**Description of the task:** Starting at the beginning of the items and ending at the line that contains "[(31, 93), (43, 101)]", replace "turn signal light" with "headlight" and write out only those lines again, with everything else unchanged.

**Excerpted records:**
____
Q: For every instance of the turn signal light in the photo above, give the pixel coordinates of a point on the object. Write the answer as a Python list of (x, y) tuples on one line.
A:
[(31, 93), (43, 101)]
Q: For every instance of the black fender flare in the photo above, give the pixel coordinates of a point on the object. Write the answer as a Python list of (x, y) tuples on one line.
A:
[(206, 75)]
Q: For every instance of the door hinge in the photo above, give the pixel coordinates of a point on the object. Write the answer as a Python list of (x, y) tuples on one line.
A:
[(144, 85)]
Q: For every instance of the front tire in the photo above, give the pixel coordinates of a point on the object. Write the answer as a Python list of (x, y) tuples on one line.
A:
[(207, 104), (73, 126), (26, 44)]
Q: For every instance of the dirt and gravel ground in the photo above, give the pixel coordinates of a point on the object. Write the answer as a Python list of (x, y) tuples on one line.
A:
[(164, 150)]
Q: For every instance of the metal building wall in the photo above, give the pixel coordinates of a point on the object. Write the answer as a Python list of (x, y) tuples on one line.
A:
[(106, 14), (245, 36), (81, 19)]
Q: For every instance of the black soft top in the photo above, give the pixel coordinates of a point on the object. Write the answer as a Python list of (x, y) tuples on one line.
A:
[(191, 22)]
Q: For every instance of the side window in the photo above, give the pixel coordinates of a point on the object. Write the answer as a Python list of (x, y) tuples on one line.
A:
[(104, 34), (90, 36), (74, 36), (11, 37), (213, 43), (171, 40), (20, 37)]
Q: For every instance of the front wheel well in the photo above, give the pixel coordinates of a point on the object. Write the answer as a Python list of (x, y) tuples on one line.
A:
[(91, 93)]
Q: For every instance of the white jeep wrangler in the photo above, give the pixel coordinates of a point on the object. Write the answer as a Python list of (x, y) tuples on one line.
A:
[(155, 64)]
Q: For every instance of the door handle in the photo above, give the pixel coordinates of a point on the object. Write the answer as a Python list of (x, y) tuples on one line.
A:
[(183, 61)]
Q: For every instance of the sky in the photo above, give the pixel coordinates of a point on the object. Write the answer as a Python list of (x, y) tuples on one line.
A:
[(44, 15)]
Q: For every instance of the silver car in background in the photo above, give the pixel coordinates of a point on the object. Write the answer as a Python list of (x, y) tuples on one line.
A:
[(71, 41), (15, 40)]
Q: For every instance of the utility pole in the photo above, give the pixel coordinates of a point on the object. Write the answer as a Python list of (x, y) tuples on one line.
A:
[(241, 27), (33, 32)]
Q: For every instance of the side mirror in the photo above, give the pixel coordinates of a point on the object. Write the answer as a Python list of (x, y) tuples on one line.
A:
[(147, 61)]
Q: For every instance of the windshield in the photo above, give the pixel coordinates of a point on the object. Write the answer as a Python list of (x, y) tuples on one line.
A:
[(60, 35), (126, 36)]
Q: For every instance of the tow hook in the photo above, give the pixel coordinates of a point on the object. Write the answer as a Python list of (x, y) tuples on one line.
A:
____
**Task output:**
Q: For every instance of the headlight in the photo above, give the pixel coordinates of a point on the object. Write the answer as a Python list of (x, y) tuples on one line.
A:
[(31, 93), (43, 101)]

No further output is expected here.